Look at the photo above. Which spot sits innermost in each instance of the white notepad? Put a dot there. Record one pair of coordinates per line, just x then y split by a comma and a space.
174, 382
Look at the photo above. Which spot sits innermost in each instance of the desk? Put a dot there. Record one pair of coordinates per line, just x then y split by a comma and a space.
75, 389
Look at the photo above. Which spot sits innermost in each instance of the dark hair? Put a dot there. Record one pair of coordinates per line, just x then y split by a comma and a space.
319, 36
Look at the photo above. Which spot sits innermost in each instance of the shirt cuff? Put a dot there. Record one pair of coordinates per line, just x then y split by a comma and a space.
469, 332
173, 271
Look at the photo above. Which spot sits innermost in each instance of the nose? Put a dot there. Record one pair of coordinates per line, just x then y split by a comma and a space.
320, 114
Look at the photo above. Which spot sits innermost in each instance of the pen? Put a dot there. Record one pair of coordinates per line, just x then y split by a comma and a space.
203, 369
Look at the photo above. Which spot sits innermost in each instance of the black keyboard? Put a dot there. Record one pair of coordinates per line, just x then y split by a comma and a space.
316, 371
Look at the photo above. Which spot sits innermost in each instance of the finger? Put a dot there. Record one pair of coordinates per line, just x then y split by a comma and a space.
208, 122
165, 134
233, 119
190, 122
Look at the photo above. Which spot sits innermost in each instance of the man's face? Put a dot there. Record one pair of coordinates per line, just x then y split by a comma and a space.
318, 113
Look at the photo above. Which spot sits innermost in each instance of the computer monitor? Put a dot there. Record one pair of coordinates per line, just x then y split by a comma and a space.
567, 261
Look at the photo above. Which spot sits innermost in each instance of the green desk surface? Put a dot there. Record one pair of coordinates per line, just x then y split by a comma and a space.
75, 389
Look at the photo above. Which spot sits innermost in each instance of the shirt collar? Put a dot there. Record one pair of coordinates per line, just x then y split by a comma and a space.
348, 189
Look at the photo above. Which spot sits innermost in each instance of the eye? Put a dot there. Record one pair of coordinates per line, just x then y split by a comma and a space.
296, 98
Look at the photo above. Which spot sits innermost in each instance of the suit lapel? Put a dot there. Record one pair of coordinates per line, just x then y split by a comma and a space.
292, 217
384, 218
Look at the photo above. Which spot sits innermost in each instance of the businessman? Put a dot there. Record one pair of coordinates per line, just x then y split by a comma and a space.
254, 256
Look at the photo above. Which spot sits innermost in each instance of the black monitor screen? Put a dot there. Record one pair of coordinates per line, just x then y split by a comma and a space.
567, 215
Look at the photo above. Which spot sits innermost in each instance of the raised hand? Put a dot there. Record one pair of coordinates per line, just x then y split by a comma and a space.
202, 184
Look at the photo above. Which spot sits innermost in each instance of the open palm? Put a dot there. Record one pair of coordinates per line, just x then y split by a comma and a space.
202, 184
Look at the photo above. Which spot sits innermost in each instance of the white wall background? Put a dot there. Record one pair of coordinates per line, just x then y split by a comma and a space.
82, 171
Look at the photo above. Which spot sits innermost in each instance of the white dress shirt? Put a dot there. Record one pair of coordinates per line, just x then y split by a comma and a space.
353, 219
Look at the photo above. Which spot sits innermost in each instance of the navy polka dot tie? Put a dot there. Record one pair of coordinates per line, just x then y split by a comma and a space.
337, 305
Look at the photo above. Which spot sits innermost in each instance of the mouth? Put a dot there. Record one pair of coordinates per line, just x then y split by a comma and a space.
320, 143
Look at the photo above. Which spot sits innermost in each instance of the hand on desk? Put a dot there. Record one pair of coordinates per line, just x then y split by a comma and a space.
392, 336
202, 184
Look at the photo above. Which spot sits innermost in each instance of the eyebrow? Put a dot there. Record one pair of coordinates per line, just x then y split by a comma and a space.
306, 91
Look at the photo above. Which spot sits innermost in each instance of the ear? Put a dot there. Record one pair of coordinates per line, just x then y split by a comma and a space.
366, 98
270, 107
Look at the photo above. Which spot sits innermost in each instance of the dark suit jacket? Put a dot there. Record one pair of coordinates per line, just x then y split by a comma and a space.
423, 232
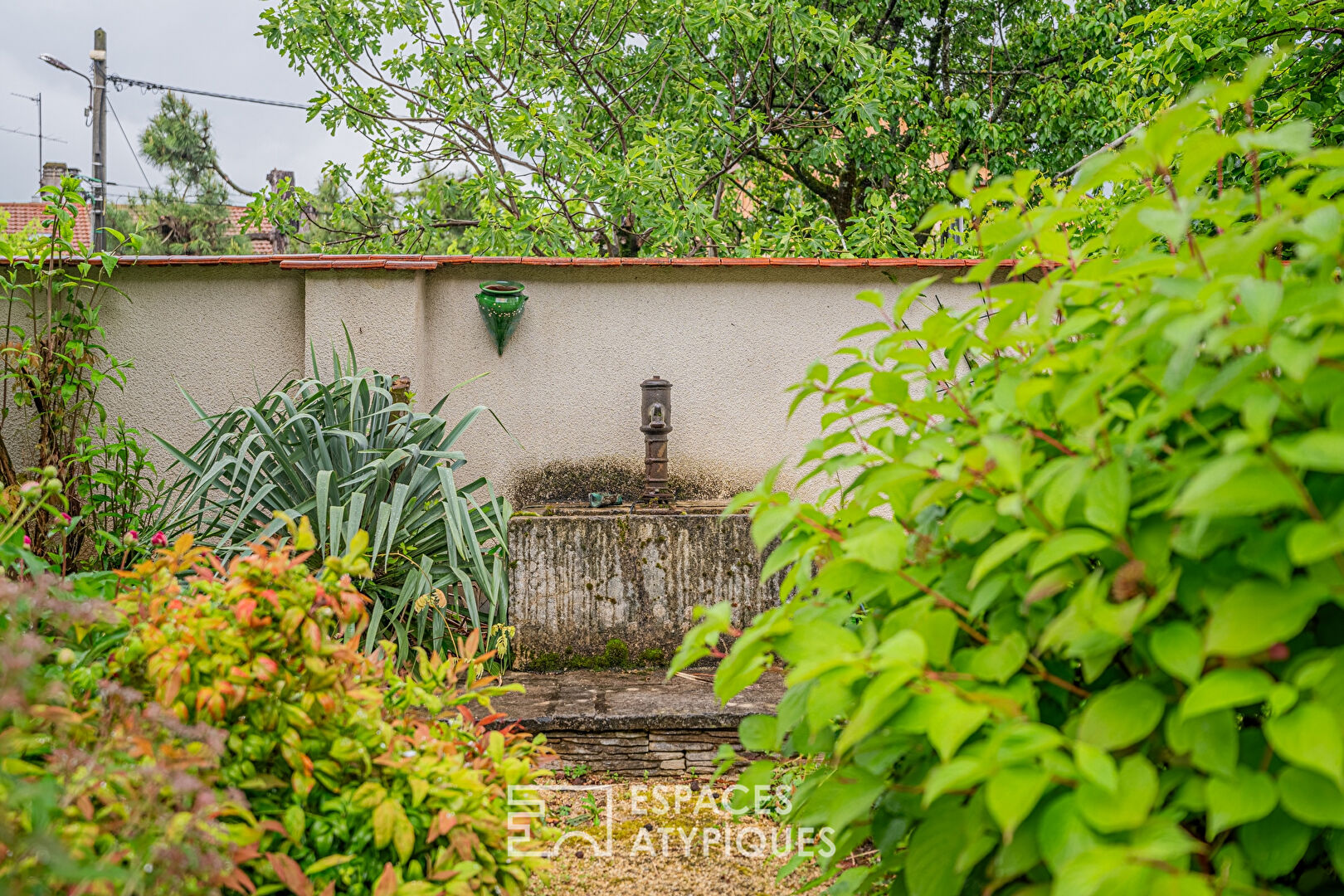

══════════

## Description of the task
Output the entries verbatim but drop the images.

## Written response
Look at the photo above. Which spot sits innermost in each instance of the white notepad? Put a dot there. Record one pair of coordinates per line, just x then y split by a comma and a space.
174, 382
Look at the photo above. Which spot sits innermost in each instance of the desk? Put a dot there. Record one pair of coordinates per line, just x then y split by a comma and a space.
75, 389
Look at the photo above. Which spot sits innermost in each instance of the dark hair? Put a dot there. Record one pair of coordinates per line, just x then y split by a comma and a space.
319, 36
Look at the photo above. Which spot sits innermost in each instance of the shirt cuff? Put a dot there. Record one pair of coordinates per line, just x then y split by a comma and a space.
469, 332
173, 271
Look at the photo above. Which spot sits innermost in each instance of the nose? Put a dot there. Record one pair of coordinates per line, just x then y split by a comma and a space.
320, 114
Look at the photo above. Which spot sits innermost in each instance of the pen? Put a dot there. Record one pair of coordinates per line, just x then y split by a comma and a space.
203, 369
Look at the photo above. Which spot sits innermost in each instance of the black keyboard? Put a dot there. Record one pair of coordinates per line, just x then y split by a comma and a space.
316, 371
Look at the photo above. Which spot sits innermost in each instance of the finger? Put a dot there. Record one pair of coordinates per line, just x then y split by a comma and a space.
208, 122
165, 134
233, 119
190, 122
Look at the photo above. Which spot sits innermost in each instance of the man's face? Put a dot there. Record one pair of coordinates per line, just x then y split by a comma and a space.
318, 113
Look at the photo above. Which spot sits innermost in each instance of the computer monitor? Put a dot there. Record one pair of coordinates per line, just x then y split by a comma and a space.
567, 261
Look at the photo above. Which spot sits innermost in each instance of the green desk surface? Put a dot there. Record one pair of coordinates per line, just x then y split by a comma and a space.
75, 389
Look at the photo above. Which spot sits innermost in each instance of the shirt collar? Put a dot there. Record one pair of coordinates per line, just x then y split by a comma and a space.
348, 189
Look at the photo above. Which spot sits innermost in each instance of the eye? Put a dot there. Record one pair of coordinates per line, just x then y split by a comma and a space.
296, 98
Look at the photo above. Which spot sits innermost in each instance of the suit lapel? Put a dot there. Record one pair of coordinates per line, just x then y split by a comma and a space.
292, 217
384, 218
Look at the photo above. Which spot sits innermost in each instance of the businessman? Put a dot there. Record one pair of coordinates per line, just x then y split by a comma and a space.
254, 256
Look at the photo above. Which spot sits innermost in each instance of the black monitor screen? Put a dot there. Record one pair of coordinates per line, just x then y split by a comma and a space.
567, 215
Look at the photo above. Which spot sits innermost in each instance of the raised hand? Put a dot there. Record one pair of coordinates per line, just x then y split by a comma and a space.
202, 184
Look at the photo above. Which spot sits innermost in each instance of the open palm? Put a dot there. Record one pair of coordinates per line, just x then y split by a comma and a space.
202, 184
Look at the photo above. Which spot sits innermost in each instance of the white wall background? Put a dot there. Record one pair of coordinates per line, just x then y split by a comma and a space.
82, 171
Look at the photo above. Which spot sits innermost in each instance of the white dress shirt? Put a dot there. Record one pair of coordinates per line, just x then y split by a comma and a space.
353, 219
Look at the photo above. Which spot sits innermost in each instance of the navy polka dot tie? Put a dot there. Record one pair of coordinates per line, just x then y split by a comma and a space.
337, 305
Look at the photo above. Which spot sits innermost in each instance of the mouth? Put a dot there. Record one pair of coordinates per line, just x then y split by a comma and a space.
320, 143
Look at the photo above. Which spot sits innermost in each instance of the hand on desk? Put a dot there. Record one pair of coordinates per line, just x then y split by a comma and a space.
392, 336
202, 184
Look at the photo above. Which spot sits innermost in each instance of the eyebrow? Put a dot there. Record one pair of coordinates per line, just x then y split by a comma and a space.
306, 91
Look at the photo above. Which spot sits innermost in each instance of the ear? Put a dot there. Record one pair of coordinates per line, just x then y split by a comma and a space.
366, 98
270, 107
Look at the photo above. Which spot sits innermost in each instance of the dark suit jacket? Put a dot there. Record one pair of coordinates per line, just x then y split by a comma and a space.
423, 232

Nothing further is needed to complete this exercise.